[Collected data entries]
--

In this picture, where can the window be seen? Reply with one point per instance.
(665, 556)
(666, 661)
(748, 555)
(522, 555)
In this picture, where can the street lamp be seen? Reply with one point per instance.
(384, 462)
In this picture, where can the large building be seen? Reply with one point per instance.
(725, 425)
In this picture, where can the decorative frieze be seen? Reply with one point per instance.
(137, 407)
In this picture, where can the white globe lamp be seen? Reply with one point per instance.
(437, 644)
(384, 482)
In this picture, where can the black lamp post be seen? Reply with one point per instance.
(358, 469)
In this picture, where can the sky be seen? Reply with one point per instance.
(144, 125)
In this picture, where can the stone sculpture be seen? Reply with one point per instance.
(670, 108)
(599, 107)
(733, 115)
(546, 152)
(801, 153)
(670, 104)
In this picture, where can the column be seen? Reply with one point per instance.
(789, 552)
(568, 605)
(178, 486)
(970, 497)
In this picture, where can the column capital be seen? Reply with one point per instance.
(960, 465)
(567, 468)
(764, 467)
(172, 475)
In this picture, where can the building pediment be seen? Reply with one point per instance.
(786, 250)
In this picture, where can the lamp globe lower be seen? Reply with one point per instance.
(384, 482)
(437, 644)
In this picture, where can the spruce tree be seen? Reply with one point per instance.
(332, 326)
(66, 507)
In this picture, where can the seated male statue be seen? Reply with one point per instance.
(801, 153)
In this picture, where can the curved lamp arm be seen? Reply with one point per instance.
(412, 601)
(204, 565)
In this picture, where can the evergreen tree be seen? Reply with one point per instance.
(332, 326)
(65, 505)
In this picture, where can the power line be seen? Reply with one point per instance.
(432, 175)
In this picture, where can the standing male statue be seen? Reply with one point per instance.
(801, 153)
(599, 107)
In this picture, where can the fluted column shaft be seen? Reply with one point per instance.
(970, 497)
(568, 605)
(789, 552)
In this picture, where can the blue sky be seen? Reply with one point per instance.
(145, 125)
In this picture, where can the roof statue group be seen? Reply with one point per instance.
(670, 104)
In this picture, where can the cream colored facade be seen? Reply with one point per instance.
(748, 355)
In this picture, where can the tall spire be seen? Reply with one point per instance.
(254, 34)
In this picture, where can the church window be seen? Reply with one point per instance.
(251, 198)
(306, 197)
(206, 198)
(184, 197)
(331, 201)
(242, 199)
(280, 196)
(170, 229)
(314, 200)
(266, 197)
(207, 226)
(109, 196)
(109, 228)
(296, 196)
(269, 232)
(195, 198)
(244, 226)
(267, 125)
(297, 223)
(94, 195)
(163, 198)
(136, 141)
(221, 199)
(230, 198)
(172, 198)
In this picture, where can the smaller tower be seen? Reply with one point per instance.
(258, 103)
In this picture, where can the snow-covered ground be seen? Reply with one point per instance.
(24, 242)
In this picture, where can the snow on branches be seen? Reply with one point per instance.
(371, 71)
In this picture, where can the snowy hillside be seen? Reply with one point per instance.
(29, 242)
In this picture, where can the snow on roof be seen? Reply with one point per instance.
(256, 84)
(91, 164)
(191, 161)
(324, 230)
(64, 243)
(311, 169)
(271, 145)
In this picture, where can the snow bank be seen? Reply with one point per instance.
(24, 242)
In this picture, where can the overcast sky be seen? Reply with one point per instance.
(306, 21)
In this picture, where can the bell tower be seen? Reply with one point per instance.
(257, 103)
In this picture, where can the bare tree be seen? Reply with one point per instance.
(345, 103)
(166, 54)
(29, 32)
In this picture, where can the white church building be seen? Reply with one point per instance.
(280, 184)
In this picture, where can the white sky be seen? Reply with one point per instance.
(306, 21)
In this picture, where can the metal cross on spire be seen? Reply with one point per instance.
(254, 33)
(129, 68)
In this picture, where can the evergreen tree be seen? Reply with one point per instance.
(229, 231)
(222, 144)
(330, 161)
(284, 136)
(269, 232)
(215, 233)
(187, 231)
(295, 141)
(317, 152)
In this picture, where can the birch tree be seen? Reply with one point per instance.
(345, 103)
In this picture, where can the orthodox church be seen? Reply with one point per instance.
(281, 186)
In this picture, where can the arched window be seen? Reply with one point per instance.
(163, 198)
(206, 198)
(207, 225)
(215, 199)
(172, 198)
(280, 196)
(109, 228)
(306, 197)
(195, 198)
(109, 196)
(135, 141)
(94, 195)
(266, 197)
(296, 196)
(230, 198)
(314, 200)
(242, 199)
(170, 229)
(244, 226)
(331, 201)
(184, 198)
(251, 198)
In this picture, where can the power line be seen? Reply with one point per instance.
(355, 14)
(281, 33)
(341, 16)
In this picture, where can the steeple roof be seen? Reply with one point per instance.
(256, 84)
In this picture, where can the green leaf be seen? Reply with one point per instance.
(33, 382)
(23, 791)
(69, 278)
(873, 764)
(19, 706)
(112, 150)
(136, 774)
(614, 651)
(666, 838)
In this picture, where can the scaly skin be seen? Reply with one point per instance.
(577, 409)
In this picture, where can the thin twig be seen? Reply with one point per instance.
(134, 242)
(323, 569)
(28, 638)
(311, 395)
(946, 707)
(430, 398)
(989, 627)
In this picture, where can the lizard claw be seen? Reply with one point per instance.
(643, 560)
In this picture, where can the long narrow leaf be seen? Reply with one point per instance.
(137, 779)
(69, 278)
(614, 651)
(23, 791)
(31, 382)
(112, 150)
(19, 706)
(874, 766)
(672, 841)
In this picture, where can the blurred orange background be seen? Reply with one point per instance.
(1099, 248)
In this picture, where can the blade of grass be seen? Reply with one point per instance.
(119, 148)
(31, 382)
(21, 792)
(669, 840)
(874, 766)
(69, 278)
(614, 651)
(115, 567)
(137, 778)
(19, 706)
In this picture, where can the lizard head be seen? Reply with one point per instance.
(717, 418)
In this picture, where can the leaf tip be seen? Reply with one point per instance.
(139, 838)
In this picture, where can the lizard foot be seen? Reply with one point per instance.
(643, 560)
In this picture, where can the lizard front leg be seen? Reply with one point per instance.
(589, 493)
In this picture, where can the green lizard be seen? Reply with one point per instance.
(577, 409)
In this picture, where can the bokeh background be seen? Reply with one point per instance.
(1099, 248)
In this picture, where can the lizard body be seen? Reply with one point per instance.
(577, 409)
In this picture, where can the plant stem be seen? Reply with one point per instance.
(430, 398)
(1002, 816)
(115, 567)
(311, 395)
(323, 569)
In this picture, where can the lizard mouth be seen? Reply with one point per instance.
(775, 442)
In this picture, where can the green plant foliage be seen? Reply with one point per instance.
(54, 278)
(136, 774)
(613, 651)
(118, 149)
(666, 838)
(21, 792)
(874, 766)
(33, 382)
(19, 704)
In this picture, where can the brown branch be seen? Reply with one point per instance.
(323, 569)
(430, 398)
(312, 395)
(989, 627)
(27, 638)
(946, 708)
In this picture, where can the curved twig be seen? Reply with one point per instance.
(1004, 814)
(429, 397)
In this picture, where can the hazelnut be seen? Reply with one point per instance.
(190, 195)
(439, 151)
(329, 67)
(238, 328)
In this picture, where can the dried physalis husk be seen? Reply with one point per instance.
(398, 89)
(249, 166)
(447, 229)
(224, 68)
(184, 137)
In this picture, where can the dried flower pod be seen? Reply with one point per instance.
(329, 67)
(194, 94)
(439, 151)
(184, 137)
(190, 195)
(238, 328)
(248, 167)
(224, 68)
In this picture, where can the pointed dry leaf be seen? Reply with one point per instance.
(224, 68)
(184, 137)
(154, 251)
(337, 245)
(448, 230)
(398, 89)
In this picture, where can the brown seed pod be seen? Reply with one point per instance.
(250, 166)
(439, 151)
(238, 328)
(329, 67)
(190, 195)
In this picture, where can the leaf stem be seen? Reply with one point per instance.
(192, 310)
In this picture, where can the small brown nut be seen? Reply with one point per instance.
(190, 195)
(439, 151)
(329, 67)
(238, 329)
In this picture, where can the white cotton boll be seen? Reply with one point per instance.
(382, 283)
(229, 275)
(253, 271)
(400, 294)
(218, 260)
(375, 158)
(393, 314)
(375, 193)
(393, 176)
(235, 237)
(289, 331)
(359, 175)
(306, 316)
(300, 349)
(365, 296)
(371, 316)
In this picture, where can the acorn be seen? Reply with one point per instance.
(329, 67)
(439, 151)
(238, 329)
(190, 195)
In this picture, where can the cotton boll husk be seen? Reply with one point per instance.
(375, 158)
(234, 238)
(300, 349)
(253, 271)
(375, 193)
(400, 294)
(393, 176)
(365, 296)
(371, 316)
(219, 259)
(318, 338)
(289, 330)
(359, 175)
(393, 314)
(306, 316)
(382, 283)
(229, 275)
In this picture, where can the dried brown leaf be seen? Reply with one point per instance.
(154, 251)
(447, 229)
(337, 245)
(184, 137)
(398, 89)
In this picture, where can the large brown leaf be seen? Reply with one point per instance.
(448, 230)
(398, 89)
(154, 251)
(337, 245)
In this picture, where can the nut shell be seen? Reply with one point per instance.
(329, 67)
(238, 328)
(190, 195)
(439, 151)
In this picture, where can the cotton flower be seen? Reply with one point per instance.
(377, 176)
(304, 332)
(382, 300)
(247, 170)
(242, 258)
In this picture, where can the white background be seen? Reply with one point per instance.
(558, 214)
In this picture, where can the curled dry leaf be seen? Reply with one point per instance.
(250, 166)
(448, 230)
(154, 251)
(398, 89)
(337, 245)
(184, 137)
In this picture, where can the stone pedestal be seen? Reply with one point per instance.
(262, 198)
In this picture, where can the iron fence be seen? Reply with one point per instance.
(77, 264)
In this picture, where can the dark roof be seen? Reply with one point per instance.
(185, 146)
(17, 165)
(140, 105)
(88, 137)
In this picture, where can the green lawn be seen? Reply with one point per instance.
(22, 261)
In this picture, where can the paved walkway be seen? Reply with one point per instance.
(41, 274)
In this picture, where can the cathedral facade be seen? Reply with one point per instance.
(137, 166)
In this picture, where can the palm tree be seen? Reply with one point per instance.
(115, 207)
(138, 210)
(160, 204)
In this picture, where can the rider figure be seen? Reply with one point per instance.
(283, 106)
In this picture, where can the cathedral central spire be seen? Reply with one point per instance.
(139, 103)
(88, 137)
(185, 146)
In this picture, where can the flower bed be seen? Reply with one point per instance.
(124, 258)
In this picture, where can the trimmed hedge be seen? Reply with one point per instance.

--

▸ **Problem details**
Retype nothing except the lines from the line holding "In this picture, where can the dried brown" through the last line of the entries, both included.

▸ **Problem solution**
In this picture, where can the dried brown leaf be seen? Reply with one point per instance.
(154, 251)
(447, 229)
(337, 245)
(184, 137)
(398, 89)
In this picture, where can the large brown leaf be seen? Reply with one point per instance.
(448, 230)
(398, 89)
(154, 251)
(337, 245)
In this picture, where can the nut shell be seen? Reply with one point per instance.
(329, 67)
(238, 328)
(190, 195)
(439, 151)
In this picture, where can the cotton flower be seen? Reply with one point per instance.
(377, 176)
(304, 332)
(382, 300)
(247, 170)
(242, 258)
In this picture, where can the white background be seen? Reply with one point per instance.
(558, 214)
In this picture, where can the curled dry leaf be seen? Reply with one point per instance.
(250, 166)
(448, 230)
(154, 251)
(398, 89)
(337, 245)
(184, 137)
In this picture, where can the stone pedestal be seen? Reply with one point per instance.
(262, 198)
In this picture, where can the iron fence be seen? Reply with one point per instance.
(77, 264)
In this picture, where can the dark roof be seen? Reply with one point per instance.
(185, 146)
(17, 165)
(140, 105)
(88, 137)
In this picture, where can the green lawn be seen? Reply with one point per instance.
(22, 261)
In this picture, where can the paved walkway be seen? Reply with one point per instance.
(41, 274)
In this picture, where can the cathedral facade be seen? Reply with one point per instance.
(137, 166)
In this picture, where can the palm tree be seen? Reply with one point per instance.
(115, 207)
(138, 210)
(160, 204)
In this picture, where can the rider figure be seen? Reply with one point per instance.
(283, 106)
In this picture, where can the cathedral central spire be seen? Reply with one point per instance.
(139, 103)
(88, 137)
(185, 146)
In this picture, where can the flower bed be seen? Reply with one point per instance.
(124, 258)
In this picture, where can the trimmed hedge be seen? Reply with one point per instance.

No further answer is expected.